◆ Texto del ejercicio:
=======

De la misma vasija en
la que quedaron los entresijos del marrano de barro negro oaxaqueño han salido también
las bien ganadas propinas para el muchacho que semana a semana nos trae los
garrafones de agua potable que consumimos, para los señores del camión de la
basura, para el chalán de la hamburguesería de la colonia en la que vivo y para
todos los demás repartidores de comida que a lo largo de estos atípicos días nos
han traído tacos, tortas, pizzas, sushi…, para el propio que manda la farmacia
con las medicinas que hemos pedido por teléfono y para los mensajeros del
supermercado en el cual, en línea, hemos comprado la despensa… Todos ellos han
sido trabajadores esenciales para nosotros, tanto como otros muchos que no
vemos, como los que se encargan de que siga llegando la energía eléctrica, el
gas, el agua, la señal de internet… Hace unos días, en la ciudad de Toronto,
Canadá, una mano inteligente pintó en un muro una pregunta que me parece pertinente:
Why are the most essential paid the
least?
Observo que aún nos
quedan muchas monedas de cinco pesos en la vasija, y pienso que no, que decididamente
no nos conviene “reactivar la economía”, tal como reza el mantra que atruena por
el mundo a todas horas durante estos últimos días. Reactivar significa volver a
echar a andar un artilugio que por alguna razón se detuvo, y a nosotros, los
sapiens, a la especie y al planeta entero, lo que nos urge es abolir el status quo destructivo, voraz, acelerado,
profundamente inequitativo y en última instancia suicida que, en efecto, está
ahora atascado. Seguramente no será nada fácil construir un modelo de
producción y consumo distinto, pero hace seis meses cualquiera de nosotros
hubiera dicho que sería imposible estar varados como ahora, efectivamente, lo estamos.

=======

◆ Información proporcionada:
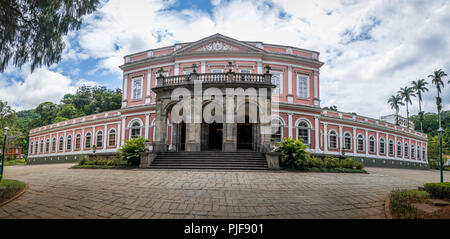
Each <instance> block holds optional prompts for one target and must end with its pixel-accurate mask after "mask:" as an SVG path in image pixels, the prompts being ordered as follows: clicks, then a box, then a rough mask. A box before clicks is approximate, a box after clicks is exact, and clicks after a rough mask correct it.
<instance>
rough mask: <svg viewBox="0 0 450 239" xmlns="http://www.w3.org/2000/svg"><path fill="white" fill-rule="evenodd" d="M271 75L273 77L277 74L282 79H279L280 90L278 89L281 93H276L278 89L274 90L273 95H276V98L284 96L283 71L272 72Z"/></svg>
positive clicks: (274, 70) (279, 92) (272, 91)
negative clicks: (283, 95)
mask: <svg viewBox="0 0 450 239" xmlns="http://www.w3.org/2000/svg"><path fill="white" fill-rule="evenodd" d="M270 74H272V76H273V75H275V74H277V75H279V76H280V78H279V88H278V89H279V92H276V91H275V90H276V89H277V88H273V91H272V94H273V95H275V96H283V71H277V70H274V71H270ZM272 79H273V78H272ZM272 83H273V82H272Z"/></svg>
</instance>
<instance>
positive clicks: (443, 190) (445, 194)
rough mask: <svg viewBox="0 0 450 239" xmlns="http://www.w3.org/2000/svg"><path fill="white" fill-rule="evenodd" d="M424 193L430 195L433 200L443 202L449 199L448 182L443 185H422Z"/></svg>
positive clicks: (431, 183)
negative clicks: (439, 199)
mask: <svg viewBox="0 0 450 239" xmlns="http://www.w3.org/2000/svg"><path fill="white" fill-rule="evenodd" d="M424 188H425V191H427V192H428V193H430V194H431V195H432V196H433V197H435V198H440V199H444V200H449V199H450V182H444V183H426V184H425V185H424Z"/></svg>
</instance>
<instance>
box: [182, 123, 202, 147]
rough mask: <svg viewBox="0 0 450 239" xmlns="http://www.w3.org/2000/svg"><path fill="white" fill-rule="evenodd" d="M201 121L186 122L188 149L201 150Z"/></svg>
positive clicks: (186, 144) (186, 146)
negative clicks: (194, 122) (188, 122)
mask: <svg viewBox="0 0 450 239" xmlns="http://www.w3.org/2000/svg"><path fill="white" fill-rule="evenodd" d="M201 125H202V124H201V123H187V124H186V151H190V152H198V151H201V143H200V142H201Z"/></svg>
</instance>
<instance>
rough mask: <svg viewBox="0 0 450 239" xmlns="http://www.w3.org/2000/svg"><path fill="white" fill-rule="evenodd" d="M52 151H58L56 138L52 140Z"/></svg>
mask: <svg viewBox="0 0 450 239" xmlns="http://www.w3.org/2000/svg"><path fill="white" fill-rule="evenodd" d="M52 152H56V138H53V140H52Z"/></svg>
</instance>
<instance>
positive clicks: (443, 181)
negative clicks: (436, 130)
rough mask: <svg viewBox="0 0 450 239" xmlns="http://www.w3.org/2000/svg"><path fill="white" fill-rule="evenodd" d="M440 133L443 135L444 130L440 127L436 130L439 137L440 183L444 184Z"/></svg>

=======

◆ Instrucciones de la tarea:
Según el texto del ejercicio, ¿qué monedas quedan todavía en la vasija?

◆ Respuesta de la tarea:
Muchas monedas de cinco pesos.